### Aim
Count how many lines of the data that follows contain the word "below". Give only the number.

### Dataset content
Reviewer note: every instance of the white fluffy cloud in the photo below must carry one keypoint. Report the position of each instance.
==
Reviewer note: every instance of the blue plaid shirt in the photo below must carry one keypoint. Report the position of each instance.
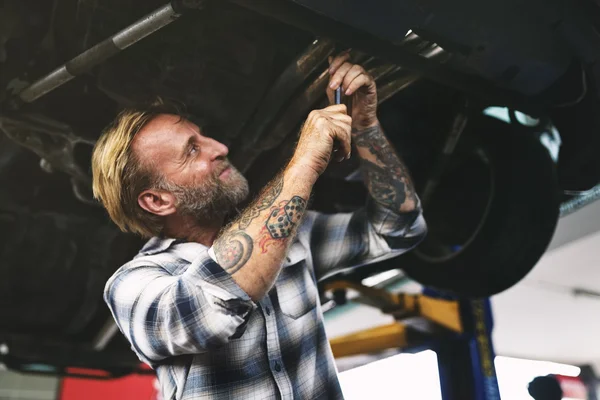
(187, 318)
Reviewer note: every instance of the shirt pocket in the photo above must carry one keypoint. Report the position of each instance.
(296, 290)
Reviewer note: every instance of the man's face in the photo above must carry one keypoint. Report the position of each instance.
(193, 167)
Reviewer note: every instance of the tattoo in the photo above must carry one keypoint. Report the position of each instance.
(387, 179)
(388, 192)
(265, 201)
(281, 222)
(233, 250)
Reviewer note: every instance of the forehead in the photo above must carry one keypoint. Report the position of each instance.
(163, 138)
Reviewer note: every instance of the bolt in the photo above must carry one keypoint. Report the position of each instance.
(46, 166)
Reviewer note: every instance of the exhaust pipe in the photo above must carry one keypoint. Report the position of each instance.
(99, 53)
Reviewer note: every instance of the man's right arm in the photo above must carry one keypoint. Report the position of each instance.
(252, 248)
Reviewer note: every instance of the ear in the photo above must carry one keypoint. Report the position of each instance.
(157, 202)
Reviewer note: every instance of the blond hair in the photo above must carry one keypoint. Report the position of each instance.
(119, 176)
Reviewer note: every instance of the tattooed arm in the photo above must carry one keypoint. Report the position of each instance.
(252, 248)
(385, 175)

### Correct response
2